TASK INPUT:
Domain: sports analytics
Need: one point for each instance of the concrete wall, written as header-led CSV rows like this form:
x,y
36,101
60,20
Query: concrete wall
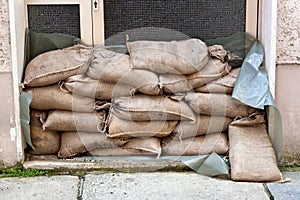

WORK REQUIRED: Copy the records above line for line without changing anything, but omit the picture.

WRITTEN ANSWER:
Domain: sports analytics
Need: one point for each instance of the concrete wall, written as header-led CSV rows like this form:
x,y
36,101
60,20
Query: concrete wall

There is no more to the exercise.